— START MATERIAL SHOWN —

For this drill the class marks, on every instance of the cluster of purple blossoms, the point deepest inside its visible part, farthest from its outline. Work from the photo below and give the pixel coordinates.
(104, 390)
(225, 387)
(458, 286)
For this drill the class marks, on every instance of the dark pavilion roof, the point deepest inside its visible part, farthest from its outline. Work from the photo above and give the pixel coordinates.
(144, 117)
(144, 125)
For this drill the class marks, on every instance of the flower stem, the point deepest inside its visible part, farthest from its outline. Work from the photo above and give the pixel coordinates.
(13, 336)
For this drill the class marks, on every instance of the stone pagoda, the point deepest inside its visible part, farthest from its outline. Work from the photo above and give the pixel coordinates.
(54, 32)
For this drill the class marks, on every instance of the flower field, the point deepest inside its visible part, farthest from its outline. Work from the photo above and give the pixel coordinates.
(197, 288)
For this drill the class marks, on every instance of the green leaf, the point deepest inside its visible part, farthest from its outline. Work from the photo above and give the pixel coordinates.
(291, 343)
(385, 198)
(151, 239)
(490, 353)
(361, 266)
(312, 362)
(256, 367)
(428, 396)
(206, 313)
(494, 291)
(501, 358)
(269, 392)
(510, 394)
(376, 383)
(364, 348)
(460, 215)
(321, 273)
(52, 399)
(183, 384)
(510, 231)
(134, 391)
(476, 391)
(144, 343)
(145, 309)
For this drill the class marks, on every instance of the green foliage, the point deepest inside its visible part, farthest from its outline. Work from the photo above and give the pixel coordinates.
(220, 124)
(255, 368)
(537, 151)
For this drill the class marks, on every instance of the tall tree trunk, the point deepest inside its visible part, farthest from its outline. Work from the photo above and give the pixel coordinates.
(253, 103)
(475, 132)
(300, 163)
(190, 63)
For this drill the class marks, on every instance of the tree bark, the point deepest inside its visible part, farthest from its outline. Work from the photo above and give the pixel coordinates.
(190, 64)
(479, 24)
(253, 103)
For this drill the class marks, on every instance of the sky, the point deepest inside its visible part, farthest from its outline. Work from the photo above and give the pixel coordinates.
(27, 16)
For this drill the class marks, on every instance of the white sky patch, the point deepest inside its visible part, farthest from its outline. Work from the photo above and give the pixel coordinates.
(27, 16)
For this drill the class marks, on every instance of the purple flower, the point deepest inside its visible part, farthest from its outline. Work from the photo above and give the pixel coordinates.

— END MATERIAL SHOWN —

Give the material above again, word for word.

For this drill the class marks, on every instance of the cluster of purple blossoms, the point deepest inside its visible part, farthest from its outline. Work from the photo below and give the pixel coordinates.
(104, 390)
(225, 387)
(458, 286)
For this drill the class marks, on every instance of the dark pavilion roof, the point deepest inside its visible part, farthest from its outline. Work from the photo above and give the pixel coordinates.
(144, 117)
(144, 125)
For this drill the class marks, on every instance of the flower stem, the point deepest inside its visible part, farthest from its outline. Work from the photo above and give the pixel coordinates.
(13, 336)
For this drill the class marks, on every instance of the stone pagoda, the point deepest inside its visible part, farthest from its outline. Work from the photo above and give the pixel coordinates.
(54, 32)
For this drill the class marks, on every instance of the flower field, the point deepest inside its visible part, farthest from its outline. Work from the photo above and give the pixel coordinates.
(197, 288)
For this drill the class marks, on every instance of the green leaf, the point deepest inside its visible part, farthest from its outline. Work from the photo above and give the pixel coordinates.
(291, 343)
(385, 198)
(151, 239)
(490, 353)
(361, 266)
(312, 362)
(256, 367)
(428, 396)
(206, 313)
(494, 291)
(501, 358)
(269, 392)
(510, 394)
(376, 383)
(364, 348)
(460, 215)
(321, 273)
(52, 399)
(183, 384)
(510, 231)
(134, 391)
(476, 391)
(144, 343)
(145, 309)
For this drill the class marks, on every instance of the green foliage, the point deepest inside its visible part, farthest from its outline. Work from the photo above and give the pixel coordinates.
(220, 124)
(255, 368)
(537, 151)
For this drill the class marks, on every instance of the tall tree trunk, the point deepest inside its visible part, farthest from its outline. Work from the photo above and give the pixel coordinates.
(253, 103)
(475, 132)
(300, 163)
(190, 63)
For this drill the class marks, on every instance of the tree bark, the point deepest inside its visible part, farthest from its outline. Work from the photo above and give the pixel coordinates.
(190, 64)
(479, 24)
(253, 103)
For this drill the class marks, on every instance of the sky, the point deepest inside its visible part, farthest from its outline. Work from the photo above and give the pixel coordinates.
(27, 16)
For this drill the class marks, on every instance of the white sky patch, the point deepest inside its visible part, farthest from its outline. Work from the photo above and give the pixel coordinates.
(27, 16)
For this drill the class marks, on every instance of the purple flower, the point deepest inside its visible part, farthest from its outline. Work from the photo above and give the pixel coordinates.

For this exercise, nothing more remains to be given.